### Задание 1
Кем, согласно тексту ниже о манифесте 19 февраля, манифест был прочитан по всей стране? Ответьте, пожалуйста, одной фразой.

Поэтому все хорошее в этой книге принадлежит самому Герцену,
недостатки — мне.
Отчасти помогли моей работе:
1) воспоминания Т. П. Пассек,
2) работа г-на Батуринского ‘А. И. Герцен, его друзья-знакомые’,
3) статьи о Герцене А. М. Скабичевского.
Освобождение крестьян по манифесту 19 февраля 1861 года стало для
наших отцов призывом к полному обновлению жизни и прощанием со всем старым,
что тревожило, мучило и возбуждало отвращение и даже ненависть. Манифест
был прочитан по всей стране в самой торжественной обстановке, при звоне
колоколов, священниками в полном облачении, и крепостная Россия исчезла с
лица земли: пока она переводилась в разряд ‘временнообязанных’. Во многих и
многих местах народ праздновал, но в сущности это был праздник не серой
мужицкой России, а главным образом интеллигенции, которая увидела в
манифесте свою победу и прочла в нем призыв к политической жизни.
На первых порах она даже не спрашивала себя, так ли это, и с юношеской
непосредственностью предавалась восторгу и ликованию, не чувствуя и не
понимая, что и так уже зашла слишком далеко и что скоро ей придется
вернуться назад и опять приняться за мирные и неслышные дела так называемых
свободных профессий или переполнять собою департаменты. Теперь мы понимаем,
что иначе и быть не могло, что интеллигенция не имела под собой почвы, что
десяток людей и два-три кружка, которыми она гордилась в прошлой своей
истории, значили мало, вернее, не значили почти ничего перед громадой
окружающей жизни. Но тогда, особенно в первую минуту, ничего этого не было
видно, а немногие скептические голоса терялись в общем шуме восторгов.
Конечно, для нас манифест 19 февраля не может иметь того интереса,
значения, обаяния, наконец, которые он имел сорок с лишком лет тому назад.
Мы плохо знаем его содержание и смотрим на него просто как на исторический
документ…
Мы ясно видим, что манифест 19 февраля был уступкой старого новому,
мерой, как бы упускавшей из виду, что население возрастает и будет
возрастать изо дня в день, и поэтому-то наше отношение к нему не имеет и не
может иметь ничего общего с отношением людей, для которых он, несомненно,
был осуществлением давнишних желаний.
На самом деле с известной точки зрения манифест был торжеством и
победой. Он завершил громадный период умственного и экономического развития
России, и завершил его честно, хорошо, прогрессивно. Для его порождения
удивительным образом соединились и всемогущество императорской власти, и
вековое воздействие Европы, и работа интеллигентной мысли за целое
столетие, и задолженность дворянских имений, и неясное волнение народной
массы, искавшей вольности то в сектантских учениях, то в диких расправах
над помещиками. Несмотря на неполноту, манифест — удивительно жизненный
документ, в его сухих статьях и параграфах опытный взгляд историка найдет
резюмированную работу четырех поколений, резюмированную сухо и сдержанно,
но все же с сознанием важности и громадности предпринятого дела.

### Сохранённые записи из коллекции
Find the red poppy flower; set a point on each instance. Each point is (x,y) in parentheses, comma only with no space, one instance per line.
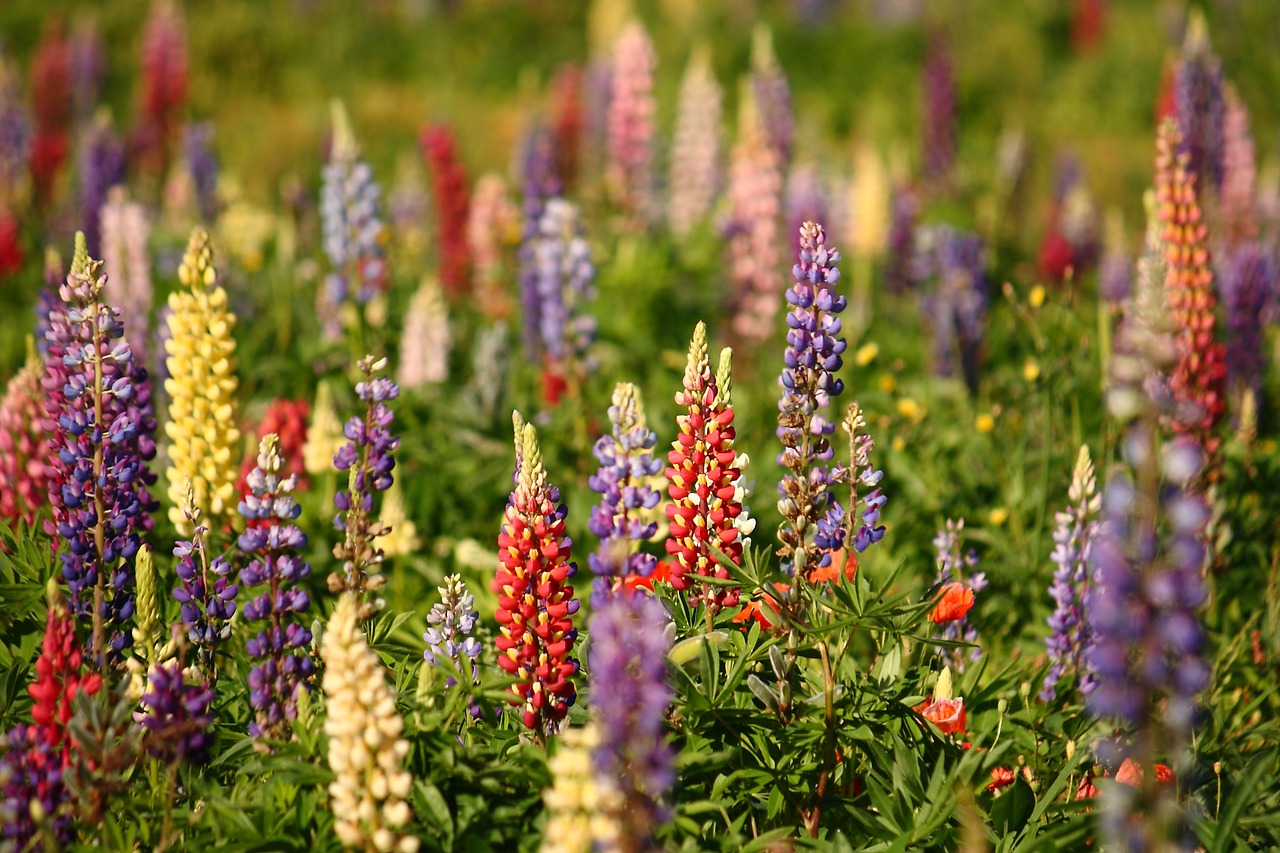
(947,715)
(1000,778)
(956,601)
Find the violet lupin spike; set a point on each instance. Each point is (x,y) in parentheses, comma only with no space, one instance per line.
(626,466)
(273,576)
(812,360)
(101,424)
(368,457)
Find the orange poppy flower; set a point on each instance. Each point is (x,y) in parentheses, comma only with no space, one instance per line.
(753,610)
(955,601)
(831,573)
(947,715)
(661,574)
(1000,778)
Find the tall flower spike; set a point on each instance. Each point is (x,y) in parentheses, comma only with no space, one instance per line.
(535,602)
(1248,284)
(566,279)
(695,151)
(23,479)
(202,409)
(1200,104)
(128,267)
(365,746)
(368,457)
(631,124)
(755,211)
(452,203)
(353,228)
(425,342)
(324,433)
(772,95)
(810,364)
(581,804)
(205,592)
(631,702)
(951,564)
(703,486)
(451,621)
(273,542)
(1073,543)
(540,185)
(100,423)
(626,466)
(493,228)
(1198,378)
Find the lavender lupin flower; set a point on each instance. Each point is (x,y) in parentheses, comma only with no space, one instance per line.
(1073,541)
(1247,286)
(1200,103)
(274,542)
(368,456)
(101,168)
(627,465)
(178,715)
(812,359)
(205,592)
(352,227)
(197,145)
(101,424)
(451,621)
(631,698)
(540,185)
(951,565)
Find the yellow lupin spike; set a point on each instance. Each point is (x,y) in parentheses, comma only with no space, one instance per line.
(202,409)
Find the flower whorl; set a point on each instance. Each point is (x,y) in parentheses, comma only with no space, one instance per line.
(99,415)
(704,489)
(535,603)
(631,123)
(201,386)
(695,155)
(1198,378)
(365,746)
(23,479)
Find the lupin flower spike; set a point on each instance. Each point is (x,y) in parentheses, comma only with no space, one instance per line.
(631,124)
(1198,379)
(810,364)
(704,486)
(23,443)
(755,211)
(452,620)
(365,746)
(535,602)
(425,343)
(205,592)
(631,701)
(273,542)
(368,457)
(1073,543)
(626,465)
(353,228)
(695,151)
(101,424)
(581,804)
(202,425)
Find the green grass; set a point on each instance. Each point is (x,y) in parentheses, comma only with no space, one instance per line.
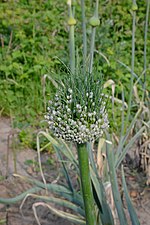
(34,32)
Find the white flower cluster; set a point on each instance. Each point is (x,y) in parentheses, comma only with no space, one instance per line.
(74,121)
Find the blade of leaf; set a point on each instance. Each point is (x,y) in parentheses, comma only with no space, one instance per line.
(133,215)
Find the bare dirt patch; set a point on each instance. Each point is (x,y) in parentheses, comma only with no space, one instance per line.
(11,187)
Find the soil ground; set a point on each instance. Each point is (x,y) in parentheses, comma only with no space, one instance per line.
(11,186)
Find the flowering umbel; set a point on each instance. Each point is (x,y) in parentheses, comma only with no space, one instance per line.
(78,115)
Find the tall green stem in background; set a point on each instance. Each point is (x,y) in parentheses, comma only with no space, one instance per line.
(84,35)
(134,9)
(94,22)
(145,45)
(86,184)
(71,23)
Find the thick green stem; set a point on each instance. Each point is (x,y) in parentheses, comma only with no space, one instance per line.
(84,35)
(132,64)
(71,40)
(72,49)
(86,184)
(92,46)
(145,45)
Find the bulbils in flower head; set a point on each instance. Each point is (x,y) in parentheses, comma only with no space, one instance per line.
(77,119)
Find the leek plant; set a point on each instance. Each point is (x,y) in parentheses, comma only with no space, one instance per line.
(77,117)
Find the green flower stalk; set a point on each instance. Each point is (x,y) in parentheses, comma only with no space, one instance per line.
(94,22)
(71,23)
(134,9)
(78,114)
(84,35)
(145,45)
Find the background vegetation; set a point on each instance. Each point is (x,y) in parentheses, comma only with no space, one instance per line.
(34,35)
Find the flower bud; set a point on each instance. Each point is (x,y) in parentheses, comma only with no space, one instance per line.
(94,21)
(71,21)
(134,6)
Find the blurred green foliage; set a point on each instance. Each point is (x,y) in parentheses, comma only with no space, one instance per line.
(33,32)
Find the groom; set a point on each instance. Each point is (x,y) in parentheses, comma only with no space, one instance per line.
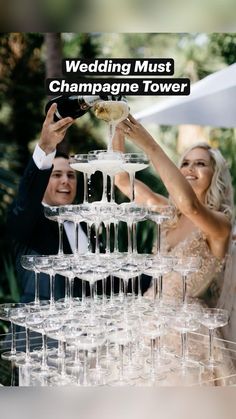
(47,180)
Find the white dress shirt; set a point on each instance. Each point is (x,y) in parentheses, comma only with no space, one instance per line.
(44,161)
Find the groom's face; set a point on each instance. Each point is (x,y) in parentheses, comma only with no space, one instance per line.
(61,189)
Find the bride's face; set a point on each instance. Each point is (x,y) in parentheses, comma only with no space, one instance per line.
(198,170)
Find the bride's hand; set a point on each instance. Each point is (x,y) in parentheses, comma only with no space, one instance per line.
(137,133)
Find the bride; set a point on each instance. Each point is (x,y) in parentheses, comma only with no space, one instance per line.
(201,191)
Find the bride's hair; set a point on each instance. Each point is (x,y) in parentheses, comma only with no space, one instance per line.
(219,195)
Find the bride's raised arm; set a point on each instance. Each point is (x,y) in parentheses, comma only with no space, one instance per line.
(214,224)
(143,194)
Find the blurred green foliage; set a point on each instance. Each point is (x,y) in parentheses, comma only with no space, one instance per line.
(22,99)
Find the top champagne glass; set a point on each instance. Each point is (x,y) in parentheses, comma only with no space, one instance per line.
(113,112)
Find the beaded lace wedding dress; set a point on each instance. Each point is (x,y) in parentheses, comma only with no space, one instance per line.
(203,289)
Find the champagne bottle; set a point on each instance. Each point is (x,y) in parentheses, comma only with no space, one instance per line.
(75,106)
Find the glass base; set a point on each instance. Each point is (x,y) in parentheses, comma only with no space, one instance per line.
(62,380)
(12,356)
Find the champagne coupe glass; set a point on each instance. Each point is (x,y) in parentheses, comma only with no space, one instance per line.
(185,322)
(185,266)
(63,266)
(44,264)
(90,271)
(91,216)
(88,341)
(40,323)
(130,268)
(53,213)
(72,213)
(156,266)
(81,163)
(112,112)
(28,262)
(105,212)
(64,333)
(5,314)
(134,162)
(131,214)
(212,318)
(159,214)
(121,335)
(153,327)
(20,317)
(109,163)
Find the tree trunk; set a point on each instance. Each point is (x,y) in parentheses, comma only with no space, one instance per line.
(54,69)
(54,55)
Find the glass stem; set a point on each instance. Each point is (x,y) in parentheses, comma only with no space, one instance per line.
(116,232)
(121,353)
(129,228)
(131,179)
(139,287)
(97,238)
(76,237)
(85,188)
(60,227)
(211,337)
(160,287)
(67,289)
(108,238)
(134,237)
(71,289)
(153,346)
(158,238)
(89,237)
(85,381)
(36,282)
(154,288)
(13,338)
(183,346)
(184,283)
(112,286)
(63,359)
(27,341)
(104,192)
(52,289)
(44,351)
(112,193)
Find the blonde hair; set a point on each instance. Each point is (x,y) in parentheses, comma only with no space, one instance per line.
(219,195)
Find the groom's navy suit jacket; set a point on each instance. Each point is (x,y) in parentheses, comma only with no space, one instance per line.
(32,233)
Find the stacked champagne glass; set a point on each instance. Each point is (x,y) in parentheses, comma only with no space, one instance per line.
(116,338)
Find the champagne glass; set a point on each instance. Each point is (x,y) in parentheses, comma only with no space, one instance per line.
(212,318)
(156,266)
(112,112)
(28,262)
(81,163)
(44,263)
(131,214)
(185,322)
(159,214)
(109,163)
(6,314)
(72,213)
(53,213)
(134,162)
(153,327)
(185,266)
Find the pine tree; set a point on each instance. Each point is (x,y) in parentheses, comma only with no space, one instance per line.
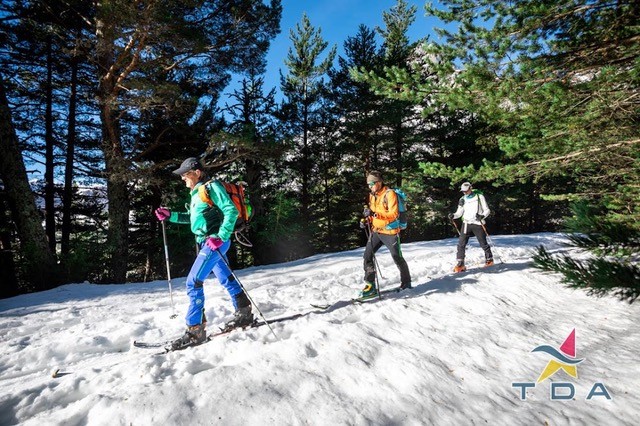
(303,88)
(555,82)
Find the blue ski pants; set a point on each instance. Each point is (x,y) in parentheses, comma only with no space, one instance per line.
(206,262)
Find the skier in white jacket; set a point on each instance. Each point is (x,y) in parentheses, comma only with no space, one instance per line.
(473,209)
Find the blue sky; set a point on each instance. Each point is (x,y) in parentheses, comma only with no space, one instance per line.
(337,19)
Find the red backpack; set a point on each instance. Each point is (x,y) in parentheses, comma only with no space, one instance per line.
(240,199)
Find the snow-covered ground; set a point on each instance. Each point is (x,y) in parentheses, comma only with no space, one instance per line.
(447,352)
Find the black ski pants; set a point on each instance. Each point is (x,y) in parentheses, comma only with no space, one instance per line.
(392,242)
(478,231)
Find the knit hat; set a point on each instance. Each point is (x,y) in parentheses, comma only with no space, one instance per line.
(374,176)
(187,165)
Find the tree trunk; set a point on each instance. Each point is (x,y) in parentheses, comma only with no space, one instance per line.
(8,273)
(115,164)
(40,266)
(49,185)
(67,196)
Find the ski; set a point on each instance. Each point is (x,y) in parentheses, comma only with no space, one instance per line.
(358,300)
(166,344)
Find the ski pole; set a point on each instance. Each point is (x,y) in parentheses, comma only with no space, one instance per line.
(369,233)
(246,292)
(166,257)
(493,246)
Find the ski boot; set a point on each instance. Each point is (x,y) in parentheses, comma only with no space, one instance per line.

### Задание 2
Подсчитайте, сколько строк в записях выше содержат слово «champagne». Укажите только число.

### Ответ 1
Священниками в полном облачении.

### Ответ 2
5